Object position labeling entries:
##############################
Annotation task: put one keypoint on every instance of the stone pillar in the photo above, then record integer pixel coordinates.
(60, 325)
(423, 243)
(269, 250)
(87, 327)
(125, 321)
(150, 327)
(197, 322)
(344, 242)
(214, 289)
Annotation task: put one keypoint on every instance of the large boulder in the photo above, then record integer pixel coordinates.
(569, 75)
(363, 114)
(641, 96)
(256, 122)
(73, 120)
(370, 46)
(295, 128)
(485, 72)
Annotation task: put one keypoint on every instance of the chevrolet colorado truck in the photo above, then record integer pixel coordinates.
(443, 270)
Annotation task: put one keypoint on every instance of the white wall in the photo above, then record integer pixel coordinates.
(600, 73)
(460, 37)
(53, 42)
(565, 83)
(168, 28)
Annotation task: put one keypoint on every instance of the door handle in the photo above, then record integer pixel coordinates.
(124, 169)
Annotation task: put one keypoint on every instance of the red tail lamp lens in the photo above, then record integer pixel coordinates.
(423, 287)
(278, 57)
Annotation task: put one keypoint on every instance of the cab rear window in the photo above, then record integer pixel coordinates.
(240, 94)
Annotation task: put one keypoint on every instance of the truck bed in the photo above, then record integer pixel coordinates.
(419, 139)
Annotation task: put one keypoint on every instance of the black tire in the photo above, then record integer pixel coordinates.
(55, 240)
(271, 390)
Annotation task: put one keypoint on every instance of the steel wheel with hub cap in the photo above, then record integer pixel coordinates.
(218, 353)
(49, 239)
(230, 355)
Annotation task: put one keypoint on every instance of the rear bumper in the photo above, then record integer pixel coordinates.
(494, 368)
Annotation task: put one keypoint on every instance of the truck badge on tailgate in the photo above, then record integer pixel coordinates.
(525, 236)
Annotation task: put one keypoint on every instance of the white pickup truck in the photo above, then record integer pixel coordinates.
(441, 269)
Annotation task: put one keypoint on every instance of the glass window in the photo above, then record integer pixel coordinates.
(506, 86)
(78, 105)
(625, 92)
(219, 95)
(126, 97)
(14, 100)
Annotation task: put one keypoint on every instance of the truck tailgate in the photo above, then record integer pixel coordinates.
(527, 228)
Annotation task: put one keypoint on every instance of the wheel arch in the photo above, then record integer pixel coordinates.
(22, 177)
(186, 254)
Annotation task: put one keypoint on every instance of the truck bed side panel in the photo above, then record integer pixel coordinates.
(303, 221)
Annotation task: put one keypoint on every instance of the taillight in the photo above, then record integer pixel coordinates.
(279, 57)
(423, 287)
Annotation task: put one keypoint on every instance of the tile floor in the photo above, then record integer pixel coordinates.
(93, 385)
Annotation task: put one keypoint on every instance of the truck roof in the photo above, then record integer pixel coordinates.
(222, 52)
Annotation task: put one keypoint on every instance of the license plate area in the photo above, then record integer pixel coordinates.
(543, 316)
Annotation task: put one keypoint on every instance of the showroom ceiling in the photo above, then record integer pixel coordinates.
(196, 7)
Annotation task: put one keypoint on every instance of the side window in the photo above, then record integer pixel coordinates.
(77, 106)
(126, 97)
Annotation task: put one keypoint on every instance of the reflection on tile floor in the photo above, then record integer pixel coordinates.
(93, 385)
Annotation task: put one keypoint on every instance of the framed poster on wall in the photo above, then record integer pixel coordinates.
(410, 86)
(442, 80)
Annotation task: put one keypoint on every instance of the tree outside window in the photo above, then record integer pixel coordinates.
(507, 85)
##############################
Your task: The lines to quote run from the one containing "of the showroom" through the final line of the material above; please give them exactly, both ends included, and nothing else.

In response:
Annotation task: put one keypoint on every instance of the showroom ceiling in the photo above, then record integer pixel coordinates.
(196, 7)
Annotation task: put one keypoint on every instance of the side window in the photo above, then record integer pixel coordinates.
(77, 106)
(126, 97)
Annotation task: put one keypoint on every instance of the reflection on tile floor in the photo above, then record integer pixel coordinates.
(93, 385)
Annotation task: put one keypoint on every instance of the framed poster on wall in the photo above, then record integer pixel coordinates.
(410, 86)
(442, 80)
Annotation task: put one keypoint on every instance of the tree outside window in the photo above, then record integer pixel coordinates.
(507, 85)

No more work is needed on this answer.